▶ To do
Write out the listing below line for line, without changing anything.

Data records
— begin —
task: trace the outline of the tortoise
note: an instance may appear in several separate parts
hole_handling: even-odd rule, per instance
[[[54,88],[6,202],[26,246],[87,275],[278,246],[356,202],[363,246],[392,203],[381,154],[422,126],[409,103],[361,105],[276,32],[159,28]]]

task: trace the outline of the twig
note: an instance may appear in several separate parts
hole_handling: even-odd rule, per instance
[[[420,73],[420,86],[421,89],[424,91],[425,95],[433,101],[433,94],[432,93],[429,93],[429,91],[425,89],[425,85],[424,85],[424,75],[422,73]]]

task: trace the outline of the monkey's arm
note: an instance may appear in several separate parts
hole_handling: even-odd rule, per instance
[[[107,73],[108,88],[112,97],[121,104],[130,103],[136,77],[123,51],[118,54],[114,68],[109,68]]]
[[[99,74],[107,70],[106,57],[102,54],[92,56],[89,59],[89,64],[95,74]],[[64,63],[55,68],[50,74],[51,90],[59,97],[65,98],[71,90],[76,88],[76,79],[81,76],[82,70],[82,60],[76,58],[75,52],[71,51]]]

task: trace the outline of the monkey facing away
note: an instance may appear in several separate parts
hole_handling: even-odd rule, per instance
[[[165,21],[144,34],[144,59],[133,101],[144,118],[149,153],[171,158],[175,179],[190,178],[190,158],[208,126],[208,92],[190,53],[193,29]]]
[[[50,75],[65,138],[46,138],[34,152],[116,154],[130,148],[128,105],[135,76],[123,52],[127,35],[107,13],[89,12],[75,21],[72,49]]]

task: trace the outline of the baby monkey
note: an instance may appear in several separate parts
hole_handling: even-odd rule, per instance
— end —
▶ Correct result
task: trace the outline of the tortoise
note: an instance may appear in several separate parts
hole_handling: even-odd rule, per instance
[[[54,88],[6,202],[26,246],[87,275],[278,246],[356,202],[363,246],[392,203],[381,154],[422,126],[409,103],[361,105],[276,32],[159,28]]]

task: trace the outline of the twig
note: an instance may appear in several separate parts
hole_handling: even-odd rule, per instance
[[[420,73],[420,86],[421,89],[424,91],[425,95],[433,101],[433,94],[432,93],[429,93],[429,91],[425,89],[425,85],[424,85],[424,75],[422,73]]]

task: trace the outline of the monkey's arm
note: an instance may appear in several separate parts
hole_handling: even-odd rule, per instance
[[[107,73],[108,88],[112,97],[121,104],[130,103],[136,77],[123,51],[118,54],[114,68],[109,68]]]
[[[99,74],[107,70],[106,57],[102,54],[92,56],[89,59],[89,64],[95,74]],[[64,63],[55,68],[50,74],[51,90],[59,97],[65,98],[71,90],[76,88],[76,79],[81,76],[82,70],[82,60],[76,58],[75,52],[71,51]]]

task: trace the outline of the monkey facing away
note: an instance may appear in several separate parts
hole_handling: even-odd rule, per instance
[[[165,21],[144,34],[144,59],[133,101],[144,118],[149,153],[171,158],[175,179],[190,178],[190,158],[208,126],[208,92],[190,53],[193,29]]]
[[[50,75],[65,138],[46,138],[34,152],[116,154],[130,148],[128,105],[135,76],[123,52],[127,35],[107,13],[89,12],[75,21],[72,49]]]

task: trace the outline of the baby monkey
note: an instance may appear in several separate parts
hole_handling: even-odd rule, per instance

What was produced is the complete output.